» Exercise:
Every record should be written out exactly, please.

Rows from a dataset
==========

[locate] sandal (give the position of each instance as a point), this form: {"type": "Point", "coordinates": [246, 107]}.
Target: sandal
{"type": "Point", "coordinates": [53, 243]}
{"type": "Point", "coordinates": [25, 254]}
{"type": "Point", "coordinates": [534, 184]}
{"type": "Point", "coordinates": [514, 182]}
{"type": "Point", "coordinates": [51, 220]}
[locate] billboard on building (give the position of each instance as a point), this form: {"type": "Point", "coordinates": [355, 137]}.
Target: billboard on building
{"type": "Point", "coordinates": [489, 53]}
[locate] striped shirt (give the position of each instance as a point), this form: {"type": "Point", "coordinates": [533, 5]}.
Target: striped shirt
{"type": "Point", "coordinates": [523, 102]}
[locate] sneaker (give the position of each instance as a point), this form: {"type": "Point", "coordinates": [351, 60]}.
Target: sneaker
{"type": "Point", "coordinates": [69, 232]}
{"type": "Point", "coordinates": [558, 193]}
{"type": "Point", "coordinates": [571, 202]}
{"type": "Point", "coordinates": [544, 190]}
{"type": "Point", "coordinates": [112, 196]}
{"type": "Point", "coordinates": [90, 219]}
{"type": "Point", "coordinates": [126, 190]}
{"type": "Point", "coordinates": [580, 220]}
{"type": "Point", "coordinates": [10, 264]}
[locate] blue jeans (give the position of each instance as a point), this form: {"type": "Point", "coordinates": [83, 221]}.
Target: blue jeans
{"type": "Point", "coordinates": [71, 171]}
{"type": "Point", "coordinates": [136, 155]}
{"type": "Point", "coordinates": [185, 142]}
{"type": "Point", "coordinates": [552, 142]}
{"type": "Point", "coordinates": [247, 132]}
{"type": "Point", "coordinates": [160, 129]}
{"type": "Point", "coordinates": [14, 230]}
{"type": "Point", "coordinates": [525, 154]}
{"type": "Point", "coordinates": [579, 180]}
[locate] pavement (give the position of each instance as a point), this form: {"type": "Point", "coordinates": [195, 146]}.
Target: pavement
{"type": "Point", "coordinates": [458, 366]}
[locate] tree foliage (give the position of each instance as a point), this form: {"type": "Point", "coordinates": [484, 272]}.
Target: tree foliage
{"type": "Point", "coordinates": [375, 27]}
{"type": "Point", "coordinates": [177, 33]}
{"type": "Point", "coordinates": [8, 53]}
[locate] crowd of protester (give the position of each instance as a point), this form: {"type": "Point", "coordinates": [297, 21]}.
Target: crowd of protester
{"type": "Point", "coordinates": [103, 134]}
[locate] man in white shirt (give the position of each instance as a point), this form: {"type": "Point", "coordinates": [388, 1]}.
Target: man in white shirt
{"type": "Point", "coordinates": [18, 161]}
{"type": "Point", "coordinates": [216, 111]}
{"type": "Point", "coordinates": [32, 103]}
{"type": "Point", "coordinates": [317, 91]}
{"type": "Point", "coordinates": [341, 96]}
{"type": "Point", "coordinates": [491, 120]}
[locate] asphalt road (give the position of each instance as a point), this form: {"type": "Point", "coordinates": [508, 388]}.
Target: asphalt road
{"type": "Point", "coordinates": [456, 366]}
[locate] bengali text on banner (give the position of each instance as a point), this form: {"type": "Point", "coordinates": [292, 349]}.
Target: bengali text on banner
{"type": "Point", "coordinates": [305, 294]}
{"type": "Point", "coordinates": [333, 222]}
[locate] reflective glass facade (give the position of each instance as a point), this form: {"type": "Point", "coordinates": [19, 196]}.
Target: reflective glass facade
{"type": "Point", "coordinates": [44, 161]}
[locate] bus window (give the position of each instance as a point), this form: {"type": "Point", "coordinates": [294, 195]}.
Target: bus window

==========

» Response to the task:
[locate] sandal (give the position of each instance as a point), this form: {"type": "Point", "coordinates": [246, 107]}.
Target: sandal
{"type": "Point", "coordinates": [53, 243]}
{"type": "Point", "coordinates": [25, 254]}
{"type": "Point", "coordinates": [534, 184]}
{"type": "Point", "coordinates": [514, 182]}
{"type": "Point", "coordinates": [51, 220]}
[locate] billboard on building (give the position of each instance as a point), this form: {"type": "Point", "coordinates": [355, 137]}.
Target: billboard on building
{"type": "Point", "coordinates": [489, 53]}
[locate] striped shirt (give the position of each instance as a point), this form: {"type": "Point", "coordinates": [533, 5]}.
Target: striped shirt
{"type": "Point", "coordinates": [523, 102]}
[locate] sneaker (give the position of each instance as a point), this form: {"type": "Point", "coordinates": [351, 60]}.
Target: sneaker
{"type": "Point", "coordinates": [69, 232]}
{"type": "Point", "coordinates": [558, 193]}
{"type": "Point", "coordinates": [571, 202]}
{"type": "Point", "coordinates": [544, 190]}
{"type": "Point", "coordinates": [112, 196]}
{"type": "Point", "coordinates": [90, 219]}
{"type": "Point", "coordinates": [126, 190]}
{"type": "Point", "coordinates": [580, 220]}
{"type": "Point", "coordinates": [10, 264]}
[locate] blue jeans (give the position of each instance as a point), this form: {"type": "Point", "coordinates": [83, 221]}.
Target: blue jeans
{"type": "Point", "coordinates": [71, 171]}
{"type": "Point", "coordinates": [136, 155]}
{"type": "Point", "coordinates": [185, 142]}
{"type": "Point", "coordinates": [552, 142]}
{"type": "Point", "coordinates": [247, 132]}
{"type": "Point", "coordinates": [160, 129]}
{"type": "Point", "coordinates": [14, 230]}
{"type": "Point", "coordinates": [525, 154]}
{"type": "Point", "coordinates": [579, 180]}
[locate] pavement (give the position of each instance as a point), this form: {"type": "Point", "coordinates": [195, 146]}.
Target: pavement
{"type": "Point", "coordinates": [458, 366]}
[locate] tree foliage (give the position of each instance as a point), this form: {"type": "Point", "coordinates": [484, 272]}.
Target: tree foliage
{"type": "Point", "coordinates": [375, 27]}
{"type": "Point", "coordinates": [177, 33]}
{"type": "Point", "coordinates": [8, 53]}
[locate] crowd of protester (give the position of each instance as a point), this form: {"type": "Point", "coordinates": [297, 21]}.
Target: crowd of protester
{"type": "Point", "coordinates": [103, 134]}
[locate] man in white shirt (give the position of each instance as a point), this form: {"type": "Point", "coordinates": [388, 1]}.
Target: man in white shirt
{"type": "Point", "coordinates": [18, 161]}
{"type": "Point", "coordinates": [216, 111]}
{"type": "Point", "coordinates": [32, 103]}
{"type": "Point", "coordinates": [317, 91]}
{"type": "Point", "coordinates": [341, 96]}
{"type": "Point", "coordinates": [491, 120]}
[locate] asphalt road (give the position of each instance as a point), this form: {"type": "Point", "coordinates": [508, 388]}.
Target: asphalt road
{"type": "Point", "coordinates": [456, 366]}
[locate] bengali text on banner (give the position of each instance as a point), this form: {"type": "Point", "coordinates": [292, 349]}.
Target: bengali text on banner
{"type": "Point", "coordinates": [305, 294]}
{"type": "Point", "coordinates": [333, 222]}
[locate] reflective glass facade (give the position of each instance as a point), this form: {"type": "Point", "coordinates": [19, 196]}.
Target: reflective glass facade
{"type": "Point", "coordinates": [44, 161]}
[locate] bus window (give the position of each instance as a point), this form: {"type": "Point", "coordinates": [294, 195]}.
Target: bus window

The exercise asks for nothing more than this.